> Description of the task
In the listing below, find the line containing "Task: Could you identify the dark wooden" and the line containing "Task: Could you identify the white door frame". Repeat exactly those two lines and every line between them.

> Records provided
┄┄┄┄┄┄┄┄┄┄
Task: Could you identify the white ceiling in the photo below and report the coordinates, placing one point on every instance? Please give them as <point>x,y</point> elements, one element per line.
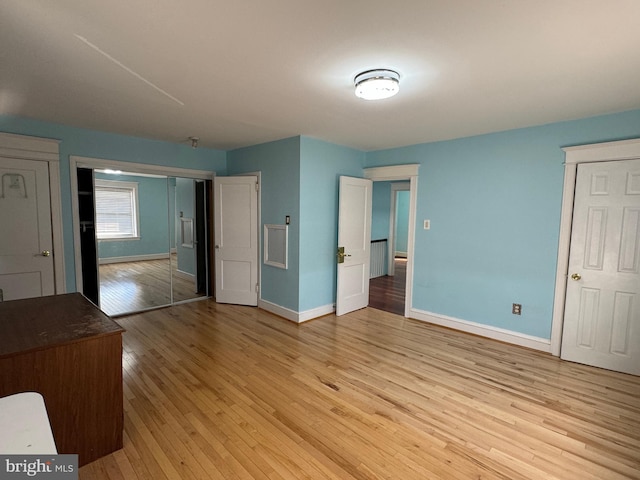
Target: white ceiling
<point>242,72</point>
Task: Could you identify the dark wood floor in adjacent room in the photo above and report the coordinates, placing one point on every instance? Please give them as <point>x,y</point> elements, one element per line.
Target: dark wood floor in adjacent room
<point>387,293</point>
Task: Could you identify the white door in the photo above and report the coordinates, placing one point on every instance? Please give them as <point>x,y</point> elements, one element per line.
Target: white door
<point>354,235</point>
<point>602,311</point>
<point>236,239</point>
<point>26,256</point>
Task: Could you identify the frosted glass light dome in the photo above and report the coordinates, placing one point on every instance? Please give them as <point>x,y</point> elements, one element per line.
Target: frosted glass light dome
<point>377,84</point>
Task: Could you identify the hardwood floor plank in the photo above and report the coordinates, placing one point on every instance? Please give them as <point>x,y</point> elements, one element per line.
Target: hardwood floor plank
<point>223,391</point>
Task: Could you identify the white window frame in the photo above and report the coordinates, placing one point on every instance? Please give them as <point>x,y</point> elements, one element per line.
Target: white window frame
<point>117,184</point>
┄┄┄┄┄┄┄┄┄┄
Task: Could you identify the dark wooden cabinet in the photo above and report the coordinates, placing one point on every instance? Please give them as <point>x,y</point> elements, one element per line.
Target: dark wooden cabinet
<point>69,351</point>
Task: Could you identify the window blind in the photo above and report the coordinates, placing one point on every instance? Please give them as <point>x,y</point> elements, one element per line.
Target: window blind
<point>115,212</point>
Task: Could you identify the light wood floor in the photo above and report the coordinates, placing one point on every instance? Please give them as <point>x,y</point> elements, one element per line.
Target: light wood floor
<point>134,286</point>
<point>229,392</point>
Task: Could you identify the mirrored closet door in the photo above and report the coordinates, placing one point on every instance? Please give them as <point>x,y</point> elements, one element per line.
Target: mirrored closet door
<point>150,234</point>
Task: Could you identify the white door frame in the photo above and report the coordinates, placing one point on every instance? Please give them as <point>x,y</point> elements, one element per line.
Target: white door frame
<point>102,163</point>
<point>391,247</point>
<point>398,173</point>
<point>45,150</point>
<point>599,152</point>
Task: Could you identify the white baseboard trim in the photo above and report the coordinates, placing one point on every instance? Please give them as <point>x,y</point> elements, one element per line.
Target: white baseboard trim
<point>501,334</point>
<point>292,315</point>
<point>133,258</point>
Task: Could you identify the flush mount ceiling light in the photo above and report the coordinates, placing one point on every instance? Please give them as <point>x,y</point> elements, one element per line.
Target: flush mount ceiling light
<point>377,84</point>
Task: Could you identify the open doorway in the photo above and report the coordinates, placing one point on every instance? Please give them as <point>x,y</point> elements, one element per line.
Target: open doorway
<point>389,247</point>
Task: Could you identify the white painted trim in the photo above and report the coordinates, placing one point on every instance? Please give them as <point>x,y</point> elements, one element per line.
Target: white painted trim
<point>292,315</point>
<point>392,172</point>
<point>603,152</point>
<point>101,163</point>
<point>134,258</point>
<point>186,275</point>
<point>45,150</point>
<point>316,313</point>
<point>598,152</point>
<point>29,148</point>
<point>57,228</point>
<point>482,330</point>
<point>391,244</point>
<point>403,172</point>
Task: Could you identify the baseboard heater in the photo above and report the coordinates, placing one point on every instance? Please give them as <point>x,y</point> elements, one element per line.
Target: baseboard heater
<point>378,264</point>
┄┄┄┄┄┄┄┄┄┄
> Output for this task
Task: Could you identify the dark wooden cabinet in the photo above and report the coordinates, placing one point on every instance? Please give them as <point>x,y</point> elements, one element per line.
Target: dark wooden cabinet
<point>69,351</point>
Task: Could you identify the window blind in the photo above and report the coordinates, placing one point on every instance? Please give them as <point>x,y</point> elements, one element per line.
Target: window blind
<point>115,212</point>
Task: Could you identify the light wood floor in the photo above and report the coordinates, placing one point on every instance? Please give them as <point>x,y</point> elements, one element per line.
Target: light wood floor
<point>134,286</point>
<point>229,392</point>
Task: Could you identify the mirrored closet door in the photo above and report the coordinates, placing one point on every instance? Please give them as <point>x,y</point> elements, one element per line.
Target: mirrored closet door
<point>150,234</point>
Task: Could you identify the white door frame in the photo above and report the coordinates, placing one point on every instance? Please give them as <point>x,y</point> elements, one element per line.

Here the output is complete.